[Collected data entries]
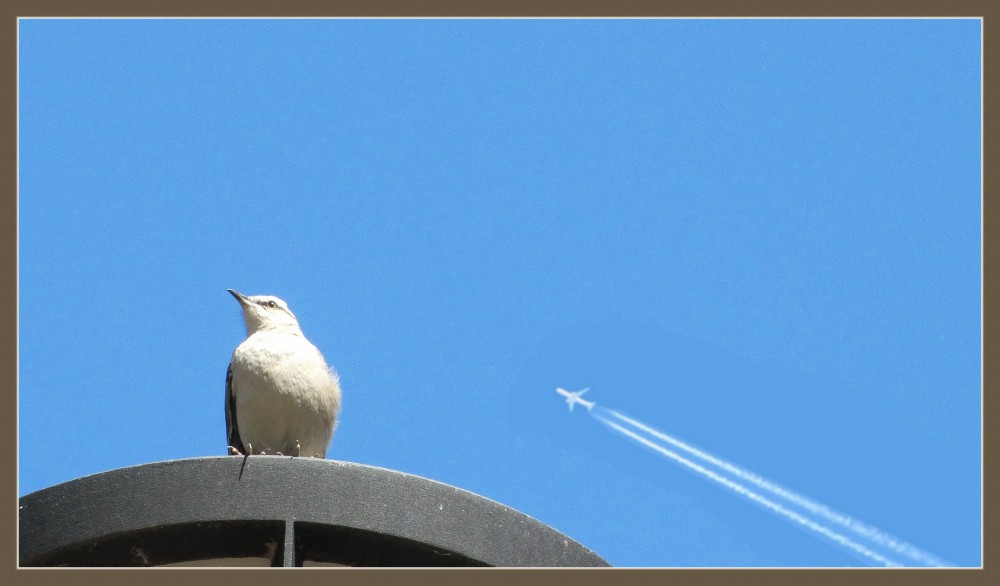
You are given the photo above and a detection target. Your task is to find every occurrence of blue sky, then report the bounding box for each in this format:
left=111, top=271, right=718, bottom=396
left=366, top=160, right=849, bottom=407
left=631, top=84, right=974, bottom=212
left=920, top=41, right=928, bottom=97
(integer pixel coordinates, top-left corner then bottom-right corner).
left=18, top=18, right=980, bottom=567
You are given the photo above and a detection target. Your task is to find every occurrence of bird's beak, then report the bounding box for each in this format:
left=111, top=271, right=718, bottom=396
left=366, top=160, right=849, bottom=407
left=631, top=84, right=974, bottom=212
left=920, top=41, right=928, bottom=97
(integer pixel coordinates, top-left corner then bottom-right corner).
left=227, top=289, right=249, bottom=304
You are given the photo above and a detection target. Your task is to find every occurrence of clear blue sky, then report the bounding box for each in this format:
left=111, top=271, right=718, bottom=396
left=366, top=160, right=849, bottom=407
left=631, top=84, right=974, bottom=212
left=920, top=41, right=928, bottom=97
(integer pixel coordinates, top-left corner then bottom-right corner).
left=18, top=18, right=981, bottom=567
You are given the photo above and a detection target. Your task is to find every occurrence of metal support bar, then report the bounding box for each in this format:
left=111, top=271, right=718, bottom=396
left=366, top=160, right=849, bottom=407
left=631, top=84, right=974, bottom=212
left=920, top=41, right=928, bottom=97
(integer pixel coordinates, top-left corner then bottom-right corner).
left=282, top=520, right=296, bottom=567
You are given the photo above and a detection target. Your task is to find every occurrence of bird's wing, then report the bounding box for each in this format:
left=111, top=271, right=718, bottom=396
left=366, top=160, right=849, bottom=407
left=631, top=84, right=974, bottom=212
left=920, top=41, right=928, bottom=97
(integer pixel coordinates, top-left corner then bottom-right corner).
left=225, top=363, right=245, bottom=454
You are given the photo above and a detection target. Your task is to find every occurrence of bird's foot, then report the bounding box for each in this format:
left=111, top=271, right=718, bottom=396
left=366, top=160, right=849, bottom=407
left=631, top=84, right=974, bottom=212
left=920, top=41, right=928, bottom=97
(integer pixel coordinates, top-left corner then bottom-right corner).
left=292, top=440, right=301, bottom=458
left=228, top=446, right=243, bottom=456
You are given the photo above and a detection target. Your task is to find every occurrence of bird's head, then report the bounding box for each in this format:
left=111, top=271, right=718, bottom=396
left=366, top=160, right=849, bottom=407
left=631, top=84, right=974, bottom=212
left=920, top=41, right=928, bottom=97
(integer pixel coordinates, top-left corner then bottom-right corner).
left=228, top=289, right=301, bottom=335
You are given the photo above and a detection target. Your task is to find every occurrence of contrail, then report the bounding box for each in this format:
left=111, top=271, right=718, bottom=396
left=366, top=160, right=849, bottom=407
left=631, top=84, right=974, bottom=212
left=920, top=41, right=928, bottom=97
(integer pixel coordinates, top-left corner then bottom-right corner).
left=594, top=414, right=904, bottom=567
left=602, top=408, right=952, bottom=567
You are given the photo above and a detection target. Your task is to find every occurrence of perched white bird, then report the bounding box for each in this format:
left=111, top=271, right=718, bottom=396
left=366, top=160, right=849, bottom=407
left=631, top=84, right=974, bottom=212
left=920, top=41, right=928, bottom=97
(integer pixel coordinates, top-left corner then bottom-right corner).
left=226, top=290, right=341, bottom=458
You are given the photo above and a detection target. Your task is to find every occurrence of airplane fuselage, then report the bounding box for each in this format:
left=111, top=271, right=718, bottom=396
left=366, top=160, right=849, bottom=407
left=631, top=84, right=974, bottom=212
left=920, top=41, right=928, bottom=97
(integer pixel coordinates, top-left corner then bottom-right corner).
left=556, top=387, right=596, bottom=412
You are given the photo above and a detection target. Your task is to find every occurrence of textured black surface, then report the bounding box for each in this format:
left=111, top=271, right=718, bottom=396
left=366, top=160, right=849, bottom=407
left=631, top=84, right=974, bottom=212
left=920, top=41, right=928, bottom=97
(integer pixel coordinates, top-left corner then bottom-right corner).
left=19, top=457, right=610, bottom=567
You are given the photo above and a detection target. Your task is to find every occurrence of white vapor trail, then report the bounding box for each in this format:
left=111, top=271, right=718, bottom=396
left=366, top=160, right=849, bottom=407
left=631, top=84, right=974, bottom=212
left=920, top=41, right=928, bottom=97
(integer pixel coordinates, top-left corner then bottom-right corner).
left=589, top=407, right=953, bottom=567
left=594, top=414, right=903, bottom=567
left=603, top=409, right=952, bottom=568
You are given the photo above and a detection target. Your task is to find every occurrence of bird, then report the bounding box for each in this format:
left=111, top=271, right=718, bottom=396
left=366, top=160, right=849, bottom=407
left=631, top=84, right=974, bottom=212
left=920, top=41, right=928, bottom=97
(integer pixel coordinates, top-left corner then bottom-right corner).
left=225, top=289, right=341, bottom=458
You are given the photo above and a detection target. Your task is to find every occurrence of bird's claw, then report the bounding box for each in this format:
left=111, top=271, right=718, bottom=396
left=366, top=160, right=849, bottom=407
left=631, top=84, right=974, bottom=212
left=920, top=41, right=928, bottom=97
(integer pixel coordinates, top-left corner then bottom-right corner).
left=228, top=442, right=315, bottom=459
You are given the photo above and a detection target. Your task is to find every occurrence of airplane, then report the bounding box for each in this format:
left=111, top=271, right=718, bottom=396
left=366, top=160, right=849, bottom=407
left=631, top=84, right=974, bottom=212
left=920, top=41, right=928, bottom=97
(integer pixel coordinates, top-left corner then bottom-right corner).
left=556, top=387, right=595, bottom=412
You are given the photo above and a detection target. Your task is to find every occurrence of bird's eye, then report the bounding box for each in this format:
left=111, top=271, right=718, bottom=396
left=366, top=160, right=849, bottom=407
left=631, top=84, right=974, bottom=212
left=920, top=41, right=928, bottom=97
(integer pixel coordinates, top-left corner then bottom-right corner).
left=267, top=301, right=277, bottom=308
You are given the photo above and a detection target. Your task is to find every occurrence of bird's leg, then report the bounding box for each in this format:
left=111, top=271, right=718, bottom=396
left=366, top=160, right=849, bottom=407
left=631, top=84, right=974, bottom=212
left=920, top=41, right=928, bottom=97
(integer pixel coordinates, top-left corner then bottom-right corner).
left=228, top=446, right=243, bottom=456
left=247, top=443, right=253, bottom=456
left=293, top=440, right=301, bottom=458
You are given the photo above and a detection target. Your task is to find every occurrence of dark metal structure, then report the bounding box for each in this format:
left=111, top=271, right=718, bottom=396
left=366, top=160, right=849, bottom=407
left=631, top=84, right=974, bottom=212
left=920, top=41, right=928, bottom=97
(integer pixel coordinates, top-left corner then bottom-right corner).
left=18, top=457, right=610, bottom=567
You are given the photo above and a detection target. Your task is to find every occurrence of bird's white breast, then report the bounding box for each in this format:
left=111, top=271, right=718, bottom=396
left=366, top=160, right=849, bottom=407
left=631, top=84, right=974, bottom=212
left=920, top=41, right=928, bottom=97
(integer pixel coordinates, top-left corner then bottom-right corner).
left=230, top=330, right=341, bottom=457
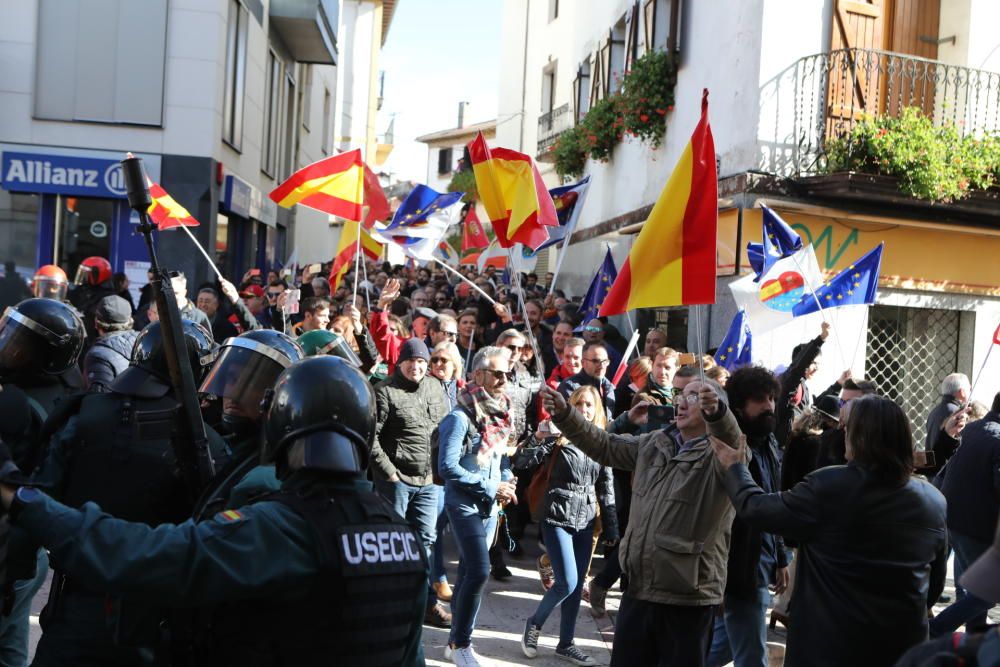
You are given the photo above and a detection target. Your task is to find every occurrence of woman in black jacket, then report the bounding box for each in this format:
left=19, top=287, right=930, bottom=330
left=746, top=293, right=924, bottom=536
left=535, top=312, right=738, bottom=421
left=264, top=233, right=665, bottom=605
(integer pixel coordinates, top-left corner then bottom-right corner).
left=519, top=385, right=617, bottom=666
left=713, top=395, right=948, bottom=667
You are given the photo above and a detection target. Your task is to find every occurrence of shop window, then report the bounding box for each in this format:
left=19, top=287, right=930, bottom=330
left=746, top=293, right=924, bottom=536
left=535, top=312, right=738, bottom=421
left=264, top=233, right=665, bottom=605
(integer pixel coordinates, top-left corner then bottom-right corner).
left=223, top=0, right=249, bottom=150
left=34, top=0, right=167, bottom=125
left=0, top=191, right=40, bottom=275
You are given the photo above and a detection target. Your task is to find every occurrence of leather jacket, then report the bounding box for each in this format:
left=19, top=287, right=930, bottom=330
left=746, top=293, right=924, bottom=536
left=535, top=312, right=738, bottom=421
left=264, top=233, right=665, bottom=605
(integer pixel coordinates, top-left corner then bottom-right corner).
left=723, top=462, right=948, bottom=667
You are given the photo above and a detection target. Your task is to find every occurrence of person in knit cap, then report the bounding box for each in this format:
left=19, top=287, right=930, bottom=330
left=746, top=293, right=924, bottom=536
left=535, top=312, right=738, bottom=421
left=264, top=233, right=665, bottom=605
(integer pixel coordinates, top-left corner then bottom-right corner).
left=370, top=337, right=453, bottom=629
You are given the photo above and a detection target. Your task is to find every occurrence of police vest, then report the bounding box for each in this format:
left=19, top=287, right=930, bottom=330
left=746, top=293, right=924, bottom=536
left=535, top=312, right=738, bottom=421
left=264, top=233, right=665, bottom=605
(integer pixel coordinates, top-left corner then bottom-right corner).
left=191, top=436, right=262, bottom=522
left=201, top=487, right=427, bottom=667
left=61, top=392, right=192, bottom=526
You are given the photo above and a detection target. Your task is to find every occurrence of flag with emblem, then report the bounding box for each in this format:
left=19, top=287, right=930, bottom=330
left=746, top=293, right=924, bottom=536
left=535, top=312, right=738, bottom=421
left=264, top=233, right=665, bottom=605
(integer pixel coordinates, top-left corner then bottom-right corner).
left=461, top=205, right=491, bottom=253
left=372, top=184, right=463, bottom=262
left=534, top=176, right=591, bottom=252
left=433, top=240, right=460, bottom=267
left=269, top=149, right=366, bottom=221
left=147, top=181, right=199, bottom=229
left=330, top=220, right=383, bottom=291
left=468, top=132, right=558, bottom=250
left=714, top=310, right=753, bottom=371
left=729, top=244, right=823, bottom=334
left=578, top=248, right=618, bottom=325
left=791, top=243, right=884, bottom=316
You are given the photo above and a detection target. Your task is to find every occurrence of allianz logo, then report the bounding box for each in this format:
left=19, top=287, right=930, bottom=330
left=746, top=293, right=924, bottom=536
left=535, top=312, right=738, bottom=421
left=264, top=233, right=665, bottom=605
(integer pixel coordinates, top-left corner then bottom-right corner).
left=4, top=158, right=127, bottom=196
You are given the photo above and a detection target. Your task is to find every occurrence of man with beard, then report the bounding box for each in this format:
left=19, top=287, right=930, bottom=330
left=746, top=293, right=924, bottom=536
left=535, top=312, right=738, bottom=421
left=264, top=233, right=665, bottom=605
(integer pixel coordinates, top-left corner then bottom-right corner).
left=707, top=366, right=789, bottom=667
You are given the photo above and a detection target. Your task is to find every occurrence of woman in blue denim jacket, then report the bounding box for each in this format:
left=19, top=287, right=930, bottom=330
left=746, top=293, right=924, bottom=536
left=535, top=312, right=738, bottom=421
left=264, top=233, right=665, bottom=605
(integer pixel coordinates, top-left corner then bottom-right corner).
left=438, top=347, right=518, bottom=667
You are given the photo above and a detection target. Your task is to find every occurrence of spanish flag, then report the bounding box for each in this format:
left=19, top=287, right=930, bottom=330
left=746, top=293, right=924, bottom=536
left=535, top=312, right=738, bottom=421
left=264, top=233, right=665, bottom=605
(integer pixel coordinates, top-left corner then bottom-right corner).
left=270, top=150, right=365, bottom=221
left=329, top=220, right=383, bottom=291
left=599, top=90, right=717, bottom=316
left=468, top=133, right=557, bottom=250
left=147, top=181, right=199, bottom=229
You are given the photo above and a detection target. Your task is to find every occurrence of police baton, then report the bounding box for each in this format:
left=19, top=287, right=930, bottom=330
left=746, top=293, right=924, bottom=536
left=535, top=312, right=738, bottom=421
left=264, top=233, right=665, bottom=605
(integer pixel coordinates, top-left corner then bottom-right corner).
left=120, top=154, right=215, bottom=497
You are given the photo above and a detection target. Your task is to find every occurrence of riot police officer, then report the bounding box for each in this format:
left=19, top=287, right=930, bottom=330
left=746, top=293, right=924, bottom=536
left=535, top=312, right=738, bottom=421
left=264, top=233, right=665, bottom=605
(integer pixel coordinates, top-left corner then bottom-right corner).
left=0, top=297, right=84, bottom=667
left=28, top=319, right=225, bottom=667
left=2, top=356, right=427, bottom=666
left=69, top=255, right=116, bottom=341
left=296, top=328, right=362, bottom=366
left=194, top=329, right=304, bottom=520
left=29, top=265, right=69, bottom=302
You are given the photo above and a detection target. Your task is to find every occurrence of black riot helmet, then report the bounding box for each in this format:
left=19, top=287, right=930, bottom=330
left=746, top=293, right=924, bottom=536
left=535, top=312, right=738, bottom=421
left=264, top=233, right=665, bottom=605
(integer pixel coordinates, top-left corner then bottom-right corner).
left=262, top=356, right=376, bottom=478
left=0, top=298, right=85, bottom=376
left=112, top=319, right=218, bottom=397
left=199, top=330, right=304, bottom=423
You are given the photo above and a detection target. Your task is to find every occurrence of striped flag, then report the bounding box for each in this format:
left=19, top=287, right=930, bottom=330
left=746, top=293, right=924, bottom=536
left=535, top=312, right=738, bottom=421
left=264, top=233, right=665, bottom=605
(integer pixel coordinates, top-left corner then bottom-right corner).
left=147, top=181, right=199, bottom=229
left=329, top=220, right=383, bottom=291
left=468, top=132, right=558, bottom=250
left=270, top=150, right=365, bottom=221
left=600, top=90, right=717, bottom=316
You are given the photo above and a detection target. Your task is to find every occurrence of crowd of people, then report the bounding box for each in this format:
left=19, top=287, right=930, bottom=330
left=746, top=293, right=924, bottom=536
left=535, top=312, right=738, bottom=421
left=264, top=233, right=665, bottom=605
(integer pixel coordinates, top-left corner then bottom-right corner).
left=0, top=253, right=996, bottom=667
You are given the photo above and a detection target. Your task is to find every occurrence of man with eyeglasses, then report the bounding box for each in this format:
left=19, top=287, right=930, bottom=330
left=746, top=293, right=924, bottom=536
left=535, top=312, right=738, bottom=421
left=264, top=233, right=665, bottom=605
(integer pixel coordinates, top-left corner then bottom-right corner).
left=581, top=318, right=622, bottom=371
left=540, top=378, right=742, bottom=666
left=428, top=314, right=459, bottom=348
left=558, top=341, right=616, bottom=418
left=263, top=281, right=286, bottom=328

### WHAT TO WORK ON
What lines above hold the word "airplane"? List them all.

### SOLUTION TO THIS TASK
You are given the photo above and a detection target. Your task is to find every occurrence of airplane fuselage, then report the bounding box for each in this format:
You are given the photo above and a detection target. Your task is to find every occurrence of airplane, then report the bounding box for each in this format:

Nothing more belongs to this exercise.